Each line of the records that follow must come back exactly, with pictures skipped.

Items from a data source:
┄┄┄┄┄┄

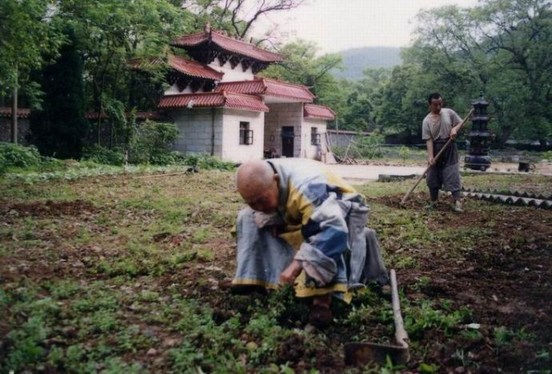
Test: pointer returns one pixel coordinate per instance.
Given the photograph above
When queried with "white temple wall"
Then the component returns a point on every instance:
(309, 150)
(283, 115)
(232, 150)
(200, 131)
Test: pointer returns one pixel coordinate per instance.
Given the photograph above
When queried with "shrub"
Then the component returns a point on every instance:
(204, 161)
(15, 155)
(152, 144)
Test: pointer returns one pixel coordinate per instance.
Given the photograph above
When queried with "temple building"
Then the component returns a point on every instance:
(224, 109)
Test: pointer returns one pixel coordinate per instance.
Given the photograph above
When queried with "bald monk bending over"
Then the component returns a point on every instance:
(307, 227)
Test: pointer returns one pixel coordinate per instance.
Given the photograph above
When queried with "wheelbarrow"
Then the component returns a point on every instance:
(361, 353)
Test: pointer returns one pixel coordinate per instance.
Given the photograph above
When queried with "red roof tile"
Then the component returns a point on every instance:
(154, 116)
(318, 111)
(227, 43)
(268, 87)
(213, 99)
(193, 68)
(180, 64)
(21, 112)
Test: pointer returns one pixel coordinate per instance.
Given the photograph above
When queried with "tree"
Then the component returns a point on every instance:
(237, 16)
(25, 37)
(500, 48)
(60, 128)
(301, 65)
(111, 32)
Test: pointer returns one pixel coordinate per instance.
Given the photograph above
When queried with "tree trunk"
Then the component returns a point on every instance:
(14, 116)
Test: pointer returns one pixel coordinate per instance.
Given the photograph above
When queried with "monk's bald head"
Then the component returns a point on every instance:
(257, 184)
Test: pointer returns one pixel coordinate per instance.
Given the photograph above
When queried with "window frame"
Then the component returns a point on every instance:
(245, 133)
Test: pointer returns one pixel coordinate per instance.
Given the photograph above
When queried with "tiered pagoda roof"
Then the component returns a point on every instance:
(269, 87)
(208, 45)
(213, 99)
(318, 112)
(6, 112)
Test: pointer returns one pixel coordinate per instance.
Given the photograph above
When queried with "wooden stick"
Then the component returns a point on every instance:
(400, 333)
(435, 158)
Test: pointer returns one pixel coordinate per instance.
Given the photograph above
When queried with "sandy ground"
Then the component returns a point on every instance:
(363, 173)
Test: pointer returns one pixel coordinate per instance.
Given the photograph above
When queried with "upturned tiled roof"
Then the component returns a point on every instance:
(154, 116)
(318, 111)
(213, 100)
(226, 43)
(193, 68)
(268, 87)
(21, 112)
(180, 64)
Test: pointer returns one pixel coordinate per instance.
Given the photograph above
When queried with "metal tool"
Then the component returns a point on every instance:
(362, 353)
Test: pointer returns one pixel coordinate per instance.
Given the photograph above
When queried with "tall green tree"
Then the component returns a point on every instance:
(500, 48)
(26, 36)
(302, 65)
(109, 33)
(59, 129)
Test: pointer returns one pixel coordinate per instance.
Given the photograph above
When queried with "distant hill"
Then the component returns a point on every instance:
(356, 60)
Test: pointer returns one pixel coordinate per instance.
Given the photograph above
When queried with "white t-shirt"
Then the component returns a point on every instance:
(439, 128)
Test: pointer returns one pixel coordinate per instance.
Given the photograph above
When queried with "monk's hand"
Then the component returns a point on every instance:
(290, 273)
(453, 133)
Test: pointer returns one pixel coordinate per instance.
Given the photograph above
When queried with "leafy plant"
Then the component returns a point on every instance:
(102, 155)
(17, 156)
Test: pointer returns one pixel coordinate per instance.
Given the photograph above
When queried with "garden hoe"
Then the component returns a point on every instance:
(362, 353)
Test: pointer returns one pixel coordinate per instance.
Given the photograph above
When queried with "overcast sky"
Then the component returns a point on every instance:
(335, 25)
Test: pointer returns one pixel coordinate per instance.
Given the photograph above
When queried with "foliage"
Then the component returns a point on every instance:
(498, 48)
(204, 161)
(102, 155)
(127, 270)
(60, 127)
(152, 144)
(18, 156)
(302, 66)
(26, 38)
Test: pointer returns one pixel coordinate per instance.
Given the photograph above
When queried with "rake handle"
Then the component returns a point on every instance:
(400, 333)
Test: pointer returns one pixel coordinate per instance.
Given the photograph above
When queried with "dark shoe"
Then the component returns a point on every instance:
(241, 289)
(457, 206)
(431, 206)
(320, 316)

┄┄┄┄┄┄

◆ Task result:
Test: pointer returns one pixel coordinate per instance.
Given the photograph above
When queried with "white temple wall"
Then the component returns a point on every instance:
(309, 150)
(283, 115)
(232, 150)
(200, 131)
Test: pointer returns one pixel coordinate per instance.
Given the photograph above
When queried with "shrub"
Then the component returns a point on every instance:
(204, 161)
(15, 155)
(152, 144)
Test: pointer returns one pixel coordinate per instance.
Given the photograph above
When queried with "temple building"
Then the component returns a point on every instance:
(224, 109)
Test: pointer returns one pixel coordinate per instance.
Given the photograph above
When queried with "bald monk bending over"
Then the component returns a point on every instance:
(307, 227)
Test: pointer returns one pixel coordinate per instance.
Given the photograph above
When queried with "wheelbarrow"
Then the component returns a point on every instance:
(361, 353)
Test: pointer returns one pixel coordinate per instance.
Given the photograph above
When queried with "red roof tile"
Then the component returns a point on every instance:
(154, 116)
(318, 111)
(227, 43)
(268, 87)
(213, 99)
(193, 68)
(180, 64)
(21, 112)
Test: pointer returns one pixel coordinate per instance.
Given the photograph above
When queried with "tree"
Then the component returns a point on every instance:
(237, 16)
(25, 37)
(500, 48)
(60, 128)
(301, 65)
(111, 32)
Test: pointer returns one pixel coordinate per instance.
Given the photograph above
When queried with "tree trunk"
Then the component returns a point on every instance:
(14, 116)
Test: pointer returns one pixel coordinate per instance.
Given the photograph above
When queried with "monk's bald head"
Then the component returns a point on every instance:
(257, 184)
Test: pointer returns one pixel coordinate per instance.
Given the photograph above
When queried with "window frame"
Then the component returns a point on every instance:
(245, 133)
Test: pointer returns one pixel coordinate per instance.
Given the photograph above
When queried with "tiered pagoda roof"
Then the component returns a point on every instance:
(269, 87)
(208, 45)
(213, 99)
(318, 112)
(6, 112)
Test: pointer returns one pixel coordinate per instance.
Given the photograph above
When queried with "wooden stick"
Then the component returns a point on every instance:
(400, 333)
(435, 158)
Test: pointer returns one pixel coordinate per instance.
Given the photograph above
When queried with "sandy ground"
Then the component returns a point on every instance:
(363, 173)
Test: pointer returns one pixel coordinate per instance.
Given the photograph above
When queried with "upturned tiled roof"
Then the component returns a point on every instance:
(154, 116)
(318, 111)
(213, 100)
(226, 43)
(193, 68)
(268, 87)
(21, 112)
(180, 64)
Test: pointer returns one pixel coordinate per instance.
Given the photograph above
When queried with "metal tool"
Then the component returns a point on every instance:
(362, 353)
Test: pointer returns one pixel coordinate per instance.
Given the photograph above
When queried with "tall green tree"
Then the component returns a point on every instance:
(500, 48)
(26, 36)
(302, 65)
(109, 33)
(59, 129)
Test: pointer returns one pixel coordinate per instance.
Given the photograph above
When queried with "distant hill"
Then the component returns a point on every instance:
(356, 60)
Test: pointer returns one pixel coordinate per instance.
Given the photograph above
When queried with "white t-shirt"
Then the component returns a point on every instance:
(439, 128)
Test: pointer returns one pixel coordinate per instance.
Given the photograph above
When queried with "monk's hand"
Then the component returns a point on every instance:
(290, 273)
(453, 133)
Test: pointer returns one pixel coordinate per instance.
Given the photograph above
When queried with "leafy plant"
Then the component returns a point on every instance:
(102, 155)
(17, 156)
Test: pointer returns one pixel coordinate per instance.
Given the photograph above
When queried with "garden hoe"
Then the component returns a point on every instance:
(362, 353)
Test: pointer returns one pixel coordinate per instance.
Given the photograph above
When queried with "overcast sky"
Then the component returns a point on every instance:
(335, 25)
Test: pointer returns one pixel coordinate per instance.
Given the photograph above
When queried with "foliage"
Then the component returns a point on every instance:
(498, 48)
(204, 161)
(102, 155)
(127, 270)
(60, 127)
(152, 144)
(18, 156)
(302, 66)
(26, 38)
Test: pointer returns one pixel coordinate per instance.
Given the photograph above
When queried with "rake handle"
Then the component returns a point on every instance:
(400, 333)
Test: pointer returns one pixel coordinate per instance.
Given the photograph above
When queried with "dark shoe"
Then the component returns a point on every instance:
(241, 289)
(457, 206)
(431, 206)
(320, 316)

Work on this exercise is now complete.